#### GIVEN TASK:
In the lines below, replace "Marked points" with "Tagged points" wherever it occurs and leave everything else unchanged.

--- start of RECORDS FOR THE TASK ---

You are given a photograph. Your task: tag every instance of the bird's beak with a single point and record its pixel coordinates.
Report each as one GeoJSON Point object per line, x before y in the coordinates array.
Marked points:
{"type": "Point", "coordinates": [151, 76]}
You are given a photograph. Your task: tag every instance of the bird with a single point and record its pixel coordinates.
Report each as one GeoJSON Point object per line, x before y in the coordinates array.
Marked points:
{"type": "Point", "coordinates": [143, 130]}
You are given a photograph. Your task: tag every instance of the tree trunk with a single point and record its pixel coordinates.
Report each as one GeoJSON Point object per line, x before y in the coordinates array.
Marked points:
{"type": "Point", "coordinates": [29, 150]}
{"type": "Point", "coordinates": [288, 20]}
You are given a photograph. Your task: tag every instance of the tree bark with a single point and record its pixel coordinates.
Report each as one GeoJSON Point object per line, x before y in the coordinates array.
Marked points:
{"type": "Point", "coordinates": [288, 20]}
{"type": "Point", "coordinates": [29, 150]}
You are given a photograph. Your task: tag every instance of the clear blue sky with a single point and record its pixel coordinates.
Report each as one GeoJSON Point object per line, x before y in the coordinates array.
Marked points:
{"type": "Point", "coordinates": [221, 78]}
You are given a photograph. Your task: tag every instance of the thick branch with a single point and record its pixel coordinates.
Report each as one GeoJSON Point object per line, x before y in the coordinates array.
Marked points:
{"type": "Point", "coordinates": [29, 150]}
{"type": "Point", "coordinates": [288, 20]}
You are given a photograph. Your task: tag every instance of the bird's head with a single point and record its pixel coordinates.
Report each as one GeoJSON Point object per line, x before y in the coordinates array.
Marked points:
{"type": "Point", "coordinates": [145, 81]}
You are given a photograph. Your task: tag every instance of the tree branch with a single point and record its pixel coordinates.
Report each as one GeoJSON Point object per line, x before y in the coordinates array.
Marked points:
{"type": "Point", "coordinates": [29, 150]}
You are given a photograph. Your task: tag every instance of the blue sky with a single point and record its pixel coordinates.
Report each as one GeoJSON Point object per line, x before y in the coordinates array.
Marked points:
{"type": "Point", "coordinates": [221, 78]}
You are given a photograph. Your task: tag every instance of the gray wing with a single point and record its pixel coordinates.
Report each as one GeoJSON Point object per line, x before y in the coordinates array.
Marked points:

--- end of RECORDS FOR THE TASK ---

#### EXERCISE ANSWER:
You are given a photograph. Your task: tag every instance of the bird's beak with a single point and record its pixel coordinates.
Report each as one GeoJSON Point object per line, x before y in the coordinates array.
Tagged points:
{"type": "Point", "coordinates": [151, 76]}
You are given a photograph. Your task: tag every instance of the bird with a single point and record its pixel coordinates.
Report each as one GeoJSON Point object per line, x before y in the coordinates array.
Tagged points:
{"type": "Point", "coordinates": [143, 130]}
You are given a photograph. Your task: tag every instance of the tree trunk with a single point and record its pixel coordinates.
Report each as one GeoJSON Point object per line, x before y in the coordinates array.
Tagged points:
{"type": "Point", "coordinates": [29, 150]}
{"type": "Point", "coordinates": [288, 20]}
You are given a photograph. Your task: tag every instance of the tree bark with a single point and record its pixel coordinates.
Report each as one GeoJSON Point object per line, x before y in the coordinates array.
Tagged points:
{"type": "Point", "coordinates": [288, 20]}
{"type": "Point", "coordinates": [29, 150]}
You are given a photograph. Your task: tag every instance of the clear blue sky with a single point and record its pixel coordinates.
Report each as one GeoJSON Point object per line, x before y in the coordinates array.
Tagged points:
{"type": "Point", "coordinates": [221, 78]}
You are given a photograph. Your task: tag every instance of the thick branch with a single point and record its pixel coordinates.
Report each as one GeoJSON Point object per line, x before y in the coordinates array.
Tagged points:
{"type": "Point", "coordinates": [29, 150]}
{"type": "Point", "coordinates": [288, 20]}
You are given a photograph. Your task: tag every instance of the bird's head with a single point and record its pixel coordinates.
Report each as one GeoJSON Point object per line, x before y in the coordinates array.
Tagged points:
{"type": "Point", "coordinates": [145, 81]}
You are given a photograph. Your task: tag every instance of the tree branch with a single point and record its pixel coordinates.
Report each as one GeoJSON Point object per line, x before y in the coordinates array.
Tagged points:
{"type": "Point", "coordinates": [29, 150]}
You are given a photograph. Your task: tag every instance of the blue sky with a single point and record its pixel coordinates.
Report each as one GeoJSON Point object per line, x before y in the coordinates array.
Tagged points:
{"type": "Point", "coordinates": [221, 78]}
You are given a photograph. Your task: tag every instance of the gray wing with a single point and record its pixel coordinates.
Report each as one GeoJSON Point object per line, x before y in the coordinates array.
Tagged points:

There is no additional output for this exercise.